- **GOAL OF THE EXERCISE**: Type out the records that follow, exactly as given.

+ + + +

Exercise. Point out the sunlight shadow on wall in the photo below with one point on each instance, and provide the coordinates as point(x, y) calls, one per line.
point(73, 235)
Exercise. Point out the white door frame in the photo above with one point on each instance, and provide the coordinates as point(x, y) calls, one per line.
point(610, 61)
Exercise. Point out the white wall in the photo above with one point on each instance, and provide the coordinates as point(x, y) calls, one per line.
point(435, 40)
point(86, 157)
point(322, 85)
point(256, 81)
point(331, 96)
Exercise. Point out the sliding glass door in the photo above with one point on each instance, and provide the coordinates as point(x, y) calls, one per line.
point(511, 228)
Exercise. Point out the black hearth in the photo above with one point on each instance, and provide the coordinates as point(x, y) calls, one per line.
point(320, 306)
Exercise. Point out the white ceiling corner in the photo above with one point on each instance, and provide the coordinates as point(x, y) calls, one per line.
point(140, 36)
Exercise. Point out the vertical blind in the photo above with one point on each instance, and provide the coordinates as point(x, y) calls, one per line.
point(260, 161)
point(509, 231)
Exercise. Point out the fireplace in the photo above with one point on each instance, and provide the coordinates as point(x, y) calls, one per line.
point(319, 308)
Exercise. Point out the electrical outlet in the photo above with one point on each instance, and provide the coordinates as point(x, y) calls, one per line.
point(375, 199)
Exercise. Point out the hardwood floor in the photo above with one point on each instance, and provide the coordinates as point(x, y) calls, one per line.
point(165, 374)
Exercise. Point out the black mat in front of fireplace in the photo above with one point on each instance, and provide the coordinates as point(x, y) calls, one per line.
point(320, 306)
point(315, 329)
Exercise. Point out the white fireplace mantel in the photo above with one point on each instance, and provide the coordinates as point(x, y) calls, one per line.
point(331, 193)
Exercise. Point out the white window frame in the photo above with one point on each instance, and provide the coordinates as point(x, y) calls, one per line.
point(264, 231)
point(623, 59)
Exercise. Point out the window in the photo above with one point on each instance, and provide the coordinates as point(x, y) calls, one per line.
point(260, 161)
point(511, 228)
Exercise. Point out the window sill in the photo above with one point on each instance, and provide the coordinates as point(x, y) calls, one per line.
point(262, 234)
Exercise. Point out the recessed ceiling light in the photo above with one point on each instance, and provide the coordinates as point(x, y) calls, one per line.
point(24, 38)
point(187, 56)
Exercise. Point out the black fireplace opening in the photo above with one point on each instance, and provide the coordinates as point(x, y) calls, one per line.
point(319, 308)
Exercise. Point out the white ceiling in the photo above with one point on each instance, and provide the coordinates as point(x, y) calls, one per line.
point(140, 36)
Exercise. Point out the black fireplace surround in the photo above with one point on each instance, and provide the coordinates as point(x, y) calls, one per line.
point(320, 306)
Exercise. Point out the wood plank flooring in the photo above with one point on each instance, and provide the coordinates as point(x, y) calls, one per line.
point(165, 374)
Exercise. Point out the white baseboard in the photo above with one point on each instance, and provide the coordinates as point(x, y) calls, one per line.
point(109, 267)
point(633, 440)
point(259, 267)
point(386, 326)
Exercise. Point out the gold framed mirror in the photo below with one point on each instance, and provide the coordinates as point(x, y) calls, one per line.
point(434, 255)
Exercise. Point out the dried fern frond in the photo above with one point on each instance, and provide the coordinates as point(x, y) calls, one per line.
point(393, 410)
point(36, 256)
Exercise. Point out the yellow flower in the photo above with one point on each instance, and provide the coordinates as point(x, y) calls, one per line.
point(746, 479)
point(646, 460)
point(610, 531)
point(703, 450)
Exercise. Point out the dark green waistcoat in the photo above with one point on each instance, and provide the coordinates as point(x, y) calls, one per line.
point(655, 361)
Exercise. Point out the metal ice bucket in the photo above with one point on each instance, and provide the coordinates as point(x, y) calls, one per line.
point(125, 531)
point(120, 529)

+ + + +

- **RESULT**:
Exercise. Point out the sunlight shadow on wall in the photo below with one point on each instance, and provide the coordinates as point(x, y) calls, one per line.
point(73, 235)
Exercise. Point out the white door frame in the photo above with one point on each instance, and provide the coordinates as point(x, y) calls, one per line.
point(610, 61)
Exercise. Point out the white wall in the photo above with one point on each instance, and provide the coordinates as point(x, y) calls, one per line.
point(435, 40)
point(86, 157)
point(322, 85)
point(256, 81)
point(331, 96)
Exercise. Point out the sliding glass door in the photo above with one point on each instance, and provide the coordinates as point(x, y) calls, one per line.
point(511, 228)
Exercise. Point out the black hearth in the photo above with one point on each instance, and provide the coordinates as point(x, y) calls, one per line.
point(320, 306)
Exercise. Point out the white ceiling corner in the photo above with one point on each instance, and provide the coordinates as point(x, y) calls, one per line.
point(140, 36)
Exercise. Point out the vertical blind in the photo above with one point on each instance, and provide the coordinates as point(x, y) calls, one per line.
point(260, 161)
point(509, 231)
Exercise. Point out the fireplace in the photo above with one point on each instance, and provide the coordinates as point(x, y) calls, one per line.
point(319, 308)
Exercise. Point out the electrical outlet in the photo above with one point on each instance, and provide the coordinates as point(x, y) calls, one per line.
point(375, 199)
Exercise. Point out the hardwood floor in the photo above with one point on each instance, and provide the coordinates as point(x, y) calls, one per line.
point(165, 374)
Exercise. Point out the black mat in front of fireplace in the photo above with one point on each instance, and provide the coordinates as point(x, y) calls, one per line.
point(320, 306)
point(315, 329)
Exercise. Point out the white fireplace mantel in the photo above with one point on each instance, and provide the coordinates as point(x, y) calls, one per line.
point(331, 193)
Exercise. Point out the white window frame in the photo above with one point on each instance, and provide the coordinates as point(x, y) calls, one per line.
point(264, 231)
point(623, 59)
Exercise. Point out the window in the photo above with one point on each instance, and provide the coordinates as point(x, y) calls, one per line.
point(260, 161)
point(511, 228)
Exercise. Point out the window sill in the photo above with one point on each instance, and provide the coordinates as point(x, y) calls, one per line.
point(262, 234)
Exercise. Point out the recessed ceiling light in the photo above with one point on each instance, and provide the coordinates as point(x, y) calls, one per line.
point(24, 38)
point(187, 56)
Exercise. Point out the black fireplace opening in the photo above with one point on each instance, and provide the coordinates as point(x, y) calls, one per line.
point(319, 308)
Exercise. Point out the white ceiling in the photo above with one point on each instance, and provide the coordinates as point(x, y) calls, one per line.
point(140, 36)
Exercise. Point out the black fireplace surround in the photo above with one point on each instance, and provide the coordinates as point(x, y) calls, one per line.
point(320, 306)
Exercise. Point out the wood plank flooring in the photo above with one point on each instance, and provide the coordinates as point(x, y) calls, one per line.
point(165, 374)
Exercise. Point out the white baseboard in the photo above with one point on each instance, and provide the coordinates as point(x, y) calls, one per line.
point(109, 267)
point(633, 440)
point(259, 267)
point(386, 326)
Exercise. Point out the gold framed mirror in the photo below with one point on each instance, and provide the coordinates as point(x, y) calls, one per line.
point(434, 255)
Exercise. Point out the dried fern frond in the photo above with one point on each instance, and provide the coordinates as point(x, y) calls, one per line.
point(393, 410)
point(36, 256)
Exercise. Point out the yellow flower in the photo above with one point on each instance, and provide the coordinates as point(x, y) calls, one per line.
point(746, 479)
point(646, 460)
point(610, 531)
point(703, 450)
Exercise. Point out the dark green waistcoat in the photo above with one point on each instance, and provide the coordinates as point(x, y) calls, one per line.
point(655, 361)
Exercise. Point out the metal ice bucket in the photo above with one point on each instance, and provide the coordinates as point(x, y) calls, one per line.
point(125, 531)
point(120, 529)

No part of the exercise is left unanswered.